- [Prompt]: Print, in exact form, the lines below from the one containing "for every instance of the riverbank, set" through the one containing "for every instance of the concrete", and omit all others.

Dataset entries
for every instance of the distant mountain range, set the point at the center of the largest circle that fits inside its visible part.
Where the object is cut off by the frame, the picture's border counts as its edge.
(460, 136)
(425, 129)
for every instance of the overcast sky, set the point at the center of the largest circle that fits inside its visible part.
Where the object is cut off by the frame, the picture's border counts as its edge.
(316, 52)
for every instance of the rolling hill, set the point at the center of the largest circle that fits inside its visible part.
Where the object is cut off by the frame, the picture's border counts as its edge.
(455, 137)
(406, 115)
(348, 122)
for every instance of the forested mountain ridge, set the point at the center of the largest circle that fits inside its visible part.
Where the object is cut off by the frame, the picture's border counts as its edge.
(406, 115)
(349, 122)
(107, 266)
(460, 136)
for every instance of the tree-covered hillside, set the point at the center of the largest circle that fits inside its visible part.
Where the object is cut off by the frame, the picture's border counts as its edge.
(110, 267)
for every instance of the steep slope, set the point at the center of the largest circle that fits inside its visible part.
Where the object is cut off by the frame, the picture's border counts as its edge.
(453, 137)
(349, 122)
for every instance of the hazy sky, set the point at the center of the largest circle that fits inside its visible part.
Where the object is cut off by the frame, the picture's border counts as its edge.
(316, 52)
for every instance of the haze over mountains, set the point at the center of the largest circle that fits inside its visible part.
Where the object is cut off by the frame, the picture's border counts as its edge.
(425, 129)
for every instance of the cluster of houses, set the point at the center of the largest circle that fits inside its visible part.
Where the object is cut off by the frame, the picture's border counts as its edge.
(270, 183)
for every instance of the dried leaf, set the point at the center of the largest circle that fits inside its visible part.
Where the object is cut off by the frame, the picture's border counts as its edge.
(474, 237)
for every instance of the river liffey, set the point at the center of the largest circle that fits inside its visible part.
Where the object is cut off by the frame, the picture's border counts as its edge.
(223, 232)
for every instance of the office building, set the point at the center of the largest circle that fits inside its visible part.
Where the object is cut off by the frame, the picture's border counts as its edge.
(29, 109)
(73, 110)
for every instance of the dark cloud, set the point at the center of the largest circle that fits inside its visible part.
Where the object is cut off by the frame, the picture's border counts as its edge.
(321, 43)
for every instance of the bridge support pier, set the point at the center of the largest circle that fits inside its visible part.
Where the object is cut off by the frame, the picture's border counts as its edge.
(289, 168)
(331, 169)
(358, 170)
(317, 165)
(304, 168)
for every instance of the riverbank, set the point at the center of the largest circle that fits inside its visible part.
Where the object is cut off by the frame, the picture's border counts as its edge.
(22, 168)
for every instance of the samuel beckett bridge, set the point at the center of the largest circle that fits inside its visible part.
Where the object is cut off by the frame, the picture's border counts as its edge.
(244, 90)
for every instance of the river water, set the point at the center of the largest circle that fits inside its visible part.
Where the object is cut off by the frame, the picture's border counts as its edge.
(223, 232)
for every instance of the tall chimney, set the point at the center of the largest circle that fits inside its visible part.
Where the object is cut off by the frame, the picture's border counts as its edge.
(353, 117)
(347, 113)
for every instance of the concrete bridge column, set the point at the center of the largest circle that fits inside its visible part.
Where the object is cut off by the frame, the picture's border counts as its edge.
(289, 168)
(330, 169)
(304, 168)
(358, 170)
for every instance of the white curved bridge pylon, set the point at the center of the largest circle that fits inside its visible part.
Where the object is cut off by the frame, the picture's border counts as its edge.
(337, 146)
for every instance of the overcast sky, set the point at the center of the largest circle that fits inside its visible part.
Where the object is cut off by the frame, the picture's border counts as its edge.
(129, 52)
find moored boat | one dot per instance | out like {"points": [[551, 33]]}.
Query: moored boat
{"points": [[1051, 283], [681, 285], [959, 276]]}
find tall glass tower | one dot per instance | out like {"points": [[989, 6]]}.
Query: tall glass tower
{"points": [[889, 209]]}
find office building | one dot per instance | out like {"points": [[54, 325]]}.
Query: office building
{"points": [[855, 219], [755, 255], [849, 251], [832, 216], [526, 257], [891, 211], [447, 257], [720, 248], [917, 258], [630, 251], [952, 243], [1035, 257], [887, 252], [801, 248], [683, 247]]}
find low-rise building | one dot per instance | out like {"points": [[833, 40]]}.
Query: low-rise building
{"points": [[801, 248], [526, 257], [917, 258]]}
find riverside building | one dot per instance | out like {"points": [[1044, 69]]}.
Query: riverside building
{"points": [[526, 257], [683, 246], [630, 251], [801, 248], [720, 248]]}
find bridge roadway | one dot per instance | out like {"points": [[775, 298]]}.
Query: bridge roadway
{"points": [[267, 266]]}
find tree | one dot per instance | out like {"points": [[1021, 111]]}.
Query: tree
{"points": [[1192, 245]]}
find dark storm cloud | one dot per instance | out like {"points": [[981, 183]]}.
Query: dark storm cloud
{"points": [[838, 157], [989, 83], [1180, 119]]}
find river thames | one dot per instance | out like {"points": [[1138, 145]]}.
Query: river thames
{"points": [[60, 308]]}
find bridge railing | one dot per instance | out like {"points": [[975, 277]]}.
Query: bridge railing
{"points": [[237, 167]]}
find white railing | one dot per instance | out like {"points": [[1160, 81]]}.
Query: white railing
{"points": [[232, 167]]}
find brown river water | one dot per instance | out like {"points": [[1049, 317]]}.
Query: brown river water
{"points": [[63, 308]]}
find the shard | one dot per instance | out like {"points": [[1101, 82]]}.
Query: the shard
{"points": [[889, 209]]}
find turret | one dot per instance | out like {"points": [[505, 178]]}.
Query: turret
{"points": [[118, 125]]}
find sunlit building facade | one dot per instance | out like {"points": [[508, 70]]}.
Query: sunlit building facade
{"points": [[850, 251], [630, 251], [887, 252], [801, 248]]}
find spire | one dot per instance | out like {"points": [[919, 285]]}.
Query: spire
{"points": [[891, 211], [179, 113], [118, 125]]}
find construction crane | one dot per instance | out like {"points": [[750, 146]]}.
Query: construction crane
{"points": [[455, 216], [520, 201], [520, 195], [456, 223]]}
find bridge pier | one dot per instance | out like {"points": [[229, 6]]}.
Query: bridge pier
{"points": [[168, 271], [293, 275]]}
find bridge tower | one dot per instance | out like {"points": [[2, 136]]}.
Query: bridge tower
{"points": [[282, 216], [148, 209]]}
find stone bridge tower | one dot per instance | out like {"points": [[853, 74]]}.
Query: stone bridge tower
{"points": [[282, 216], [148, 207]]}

- [Reply to the task]:
for every instance of the riverbank, set the point at the center of the largest circle that fits inside its visible part.
Where the object is cut off by the frame, the picture's border counts as its edge.
(22, 168)
for every instance of the samuel beckett bridge, set the point at the center of the largest circle that fits inside its visible part.
Where the object is cut off by the frame, the picture's border counts as its edge.
(244, 90)
for every instance of the river water, set the point at the center of the largest circle that fits inside its visible part.
Where the object is cut off by the frame, the picture's border counts as its edge.
(223, 232)
for every instance of the tall chimney, set the point at the center of the largest circle that fits inside its visible part.
Where the object is cut off by the frame, the picture's border counts as its edge.
(353, 117)
(347, 113)
for every instance of the concrete bridge column, set the point at the center of the largest circle that fits inside its visible part.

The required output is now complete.